Given request
Pull out each line of the rows below that contains the string "hand" and copy the whole line. Case counts when matching.

Begin

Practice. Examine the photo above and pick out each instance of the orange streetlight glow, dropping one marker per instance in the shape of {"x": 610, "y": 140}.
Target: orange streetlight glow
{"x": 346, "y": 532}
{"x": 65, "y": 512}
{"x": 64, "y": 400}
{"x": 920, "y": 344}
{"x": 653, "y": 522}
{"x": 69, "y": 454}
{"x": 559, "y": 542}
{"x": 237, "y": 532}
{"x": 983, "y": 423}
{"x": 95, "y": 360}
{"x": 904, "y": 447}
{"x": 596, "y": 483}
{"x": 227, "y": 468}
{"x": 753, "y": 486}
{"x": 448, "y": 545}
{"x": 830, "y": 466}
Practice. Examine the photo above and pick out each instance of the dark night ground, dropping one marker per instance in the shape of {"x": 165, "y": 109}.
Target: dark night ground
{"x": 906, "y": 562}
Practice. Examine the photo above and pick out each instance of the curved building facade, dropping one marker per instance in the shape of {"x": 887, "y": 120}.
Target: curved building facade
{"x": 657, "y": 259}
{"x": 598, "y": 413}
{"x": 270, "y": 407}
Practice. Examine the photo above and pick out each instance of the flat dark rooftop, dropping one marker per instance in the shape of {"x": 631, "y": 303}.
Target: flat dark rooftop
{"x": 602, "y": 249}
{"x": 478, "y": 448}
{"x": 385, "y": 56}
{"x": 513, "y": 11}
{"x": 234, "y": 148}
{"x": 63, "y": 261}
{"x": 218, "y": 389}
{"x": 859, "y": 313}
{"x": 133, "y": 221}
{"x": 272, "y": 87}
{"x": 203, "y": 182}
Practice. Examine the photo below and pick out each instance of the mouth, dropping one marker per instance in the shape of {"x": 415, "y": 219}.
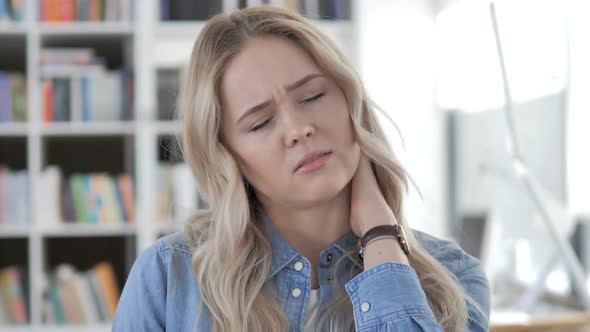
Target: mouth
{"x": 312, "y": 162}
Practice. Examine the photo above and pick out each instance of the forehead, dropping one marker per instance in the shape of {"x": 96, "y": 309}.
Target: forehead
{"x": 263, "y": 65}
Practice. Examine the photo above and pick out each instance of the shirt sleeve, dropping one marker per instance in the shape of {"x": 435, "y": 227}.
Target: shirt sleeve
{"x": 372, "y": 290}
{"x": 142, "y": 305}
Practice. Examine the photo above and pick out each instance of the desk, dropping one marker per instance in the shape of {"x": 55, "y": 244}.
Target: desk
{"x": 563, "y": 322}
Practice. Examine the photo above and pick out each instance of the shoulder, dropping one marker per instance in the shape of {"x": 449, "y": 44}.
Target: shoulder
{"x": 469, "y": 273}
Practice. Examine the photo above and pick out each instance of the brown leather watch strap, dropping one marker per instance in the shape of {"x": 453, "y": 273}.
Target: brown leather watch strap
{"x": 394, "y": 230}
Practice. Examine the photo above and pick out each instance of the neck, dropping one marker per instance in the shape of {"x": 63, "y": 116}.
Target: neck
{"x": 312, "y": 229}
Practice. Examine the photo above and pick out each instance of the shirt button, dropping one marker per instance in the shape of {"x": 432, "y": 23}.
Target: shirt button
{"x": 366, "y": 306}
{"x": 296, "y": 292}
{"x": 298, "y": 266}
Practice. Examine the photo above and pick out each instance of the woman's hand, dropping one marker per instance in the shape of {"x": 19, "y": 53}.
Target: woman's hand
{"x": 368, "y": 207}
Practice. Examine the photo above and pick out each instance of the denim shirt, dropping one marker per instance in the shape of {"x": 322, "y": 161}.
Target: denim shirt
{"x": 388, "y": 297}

End
Begin

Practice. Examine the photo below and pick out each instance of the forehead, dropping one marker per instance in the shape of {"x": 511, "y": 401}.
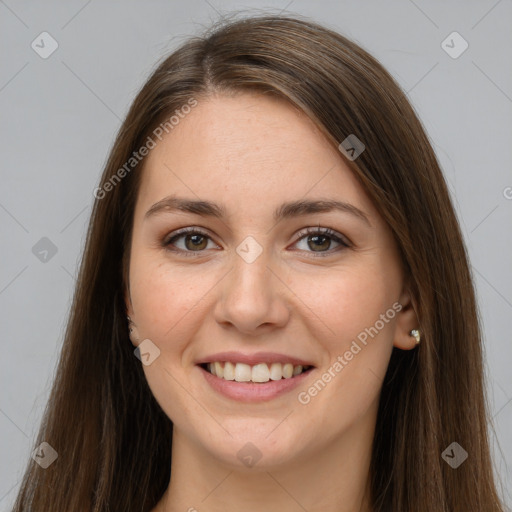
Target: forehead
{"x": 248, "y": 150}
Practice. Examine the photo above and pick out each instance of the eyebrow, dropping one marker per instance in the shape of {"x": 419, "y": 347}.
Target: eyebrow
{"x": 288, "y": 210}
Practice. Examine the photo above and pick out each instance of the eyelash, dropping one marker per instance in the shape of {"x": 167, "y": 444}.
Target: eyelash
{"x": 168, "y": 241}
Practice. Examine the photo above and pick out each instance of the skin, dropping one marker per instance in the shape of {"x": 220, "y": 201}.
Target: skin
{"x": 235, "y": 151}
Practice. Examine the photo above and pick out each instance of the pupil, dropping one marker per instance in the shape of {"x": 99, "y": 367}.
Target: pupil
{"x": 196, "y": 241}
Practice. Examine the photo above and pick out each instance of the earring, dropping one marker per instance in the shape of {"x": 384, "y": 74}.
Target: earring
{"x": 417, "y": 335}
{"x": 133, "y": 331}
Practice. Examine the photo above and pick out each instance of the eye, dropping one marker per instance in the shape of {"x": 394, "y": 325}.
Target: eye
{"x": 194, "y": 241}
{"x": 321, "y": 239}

End

Task answer
Practice. Examine the photo above and pick out each instance of the woman's hand, dropping one marker per instance in the shape of {"x": 19, "y": 53}.
Target: woman's hand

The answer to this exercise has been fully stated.